Problem to solve –
Copy the lines below back word for word, keeping every character and the order unchanged.
/---
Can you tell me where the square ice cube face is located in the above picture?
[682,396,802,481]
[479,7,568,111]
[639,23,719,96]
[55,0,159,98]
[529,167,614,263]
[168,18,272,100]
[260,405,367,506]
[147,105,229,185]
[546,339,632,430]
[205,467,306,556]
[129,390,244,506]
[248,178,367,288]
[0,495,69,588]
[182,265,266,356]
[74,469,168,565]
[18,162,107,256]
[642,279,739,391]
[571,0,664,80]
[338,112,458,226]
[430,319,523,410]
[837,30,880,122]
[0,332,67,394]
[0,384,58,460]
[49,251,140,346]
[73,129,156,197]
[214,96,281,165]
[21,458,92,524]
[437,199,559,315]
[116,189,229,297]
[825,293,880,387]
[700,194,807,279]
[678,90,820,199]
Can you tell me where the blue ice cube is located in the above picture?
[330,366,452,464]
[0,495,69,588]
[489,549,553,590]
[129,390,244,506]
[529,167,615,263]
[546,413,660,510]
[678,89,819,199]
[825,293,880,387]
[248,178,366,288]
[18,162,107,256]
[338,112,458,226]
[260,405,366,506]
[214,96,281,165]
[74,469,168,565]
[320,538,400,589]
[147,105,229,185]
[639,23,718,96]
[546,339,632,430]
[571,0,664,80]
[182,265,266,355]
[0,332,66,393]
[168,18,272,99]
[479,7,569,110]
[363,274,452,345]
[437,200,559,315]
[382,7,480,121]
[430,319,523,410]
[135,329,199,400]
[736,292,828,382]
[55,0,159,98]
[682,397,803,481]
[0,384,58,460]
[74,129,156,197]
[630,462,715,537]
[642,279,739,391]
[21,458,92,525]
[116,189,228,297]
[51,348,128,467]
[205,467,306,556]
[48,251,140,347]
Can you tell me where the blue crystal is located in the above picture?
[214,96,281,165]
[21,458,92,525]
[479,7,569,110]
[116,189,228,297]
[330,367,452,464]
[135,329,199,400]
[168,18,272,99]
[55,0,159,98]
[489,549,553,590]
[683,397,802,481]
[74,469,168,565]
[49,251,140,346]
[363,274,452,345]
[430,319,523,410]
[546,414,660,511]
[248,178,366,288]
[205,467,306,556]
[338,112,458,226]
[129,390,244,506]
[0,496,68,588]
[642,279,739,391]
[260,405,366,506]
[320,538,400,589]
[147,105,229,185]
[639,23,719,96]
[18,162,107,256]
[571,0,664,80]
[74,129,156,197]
\---
Task answer –
Can you tell me where the square ice cube face is located in the above picture?
[682,396,802,481]
[479,7,568,111]
[639,23,719,96]
[55,0,159,98]
[529,167,614,263]
[168,18,272,100]
[260,405,367,506]
[147,105,229,185]
[546,339,632,430]
[205,467,306,556]
[129,390,244,506]
[248,178,367,288]
[0,495,69,588]
[182,265,266,356]
[74,469,168,565]
[18,162,107,256]
[642,279,739,391]
[571,0,664,80]
[338,112,458,226]
[430,319,523,410]
[837,30,880,122]
[0,332,67,394]
[0,384,58,460]
[49,251,140,346]
[73,129,156,197]
[214,96,281,165]
[21,458,92,524]
[437,199,559,315]
[116,189,229,297]
[825,293,880,387]
[700,194,807,279]
[678,90,820,199]
Can you tell me where the blue ice cube is located in the above picture?
[330,366,452,464]
[0,495,69,588]
[489,549,553,590]
[129,390,244,506]
[529,167,615,263]
[546,413,660,510]
[678,89,819,199]
[825,293,880,387]
[248,178,366,288]
[18,162,107,256]
[338,112,458,226]
[260,405,366,506]
[214,96,281,165]
[74,469,168,565]
[320,538,400,589]
[147,105,229,185]
[639,23,718,96]
[546,339,632,430]
[571,0,664,80]
[182,265,266,355]
[0,332,66,393]
[168,18,272,99]
[479,7,569,110]
[363,274,452,345]
[437,200,559,315]
[382,7,480,121]
[430,319,523,410]
[135,329,199,400]
[736,292,828,382]
[55,0,159,98]
[682,397,803,481]
[0,384,58,460]
[74,129,156,197]
[630,462,715,537]
[642,279,739,391]
[21,458,92,525]
[116,189,228,297]
[51,348,128,467]
[205,467,306,556]
[48,251,140,347]
Can you tell me where the blue crystal is located in the above picture?
[214,96,281,165]
[21,458,92,525]
[479,7,569,110]
[116,189,228,297]
[330,367,452,464]
[135,329,199,400]
[168,18,272,99]
[55,0,159,98]
[489,549,553,590]
[683,397,802,481]
[74,469,168,565]
[49,251,140,346]
[363,274,452,345]
[430,319,523,410]
[546,414,660,511]
[248,178,366,288]
[205,467,306,556]
[338,112,458,226]
[129,390,244,506]
[0,496,68,588]
[642,279,739,391]
[260,405,366,506]
[320,538,400,589]
[147,105,229,185]
[639,23,719,96]
[18,162,107,256]
[571,0,664,80]
[74,129,156,197]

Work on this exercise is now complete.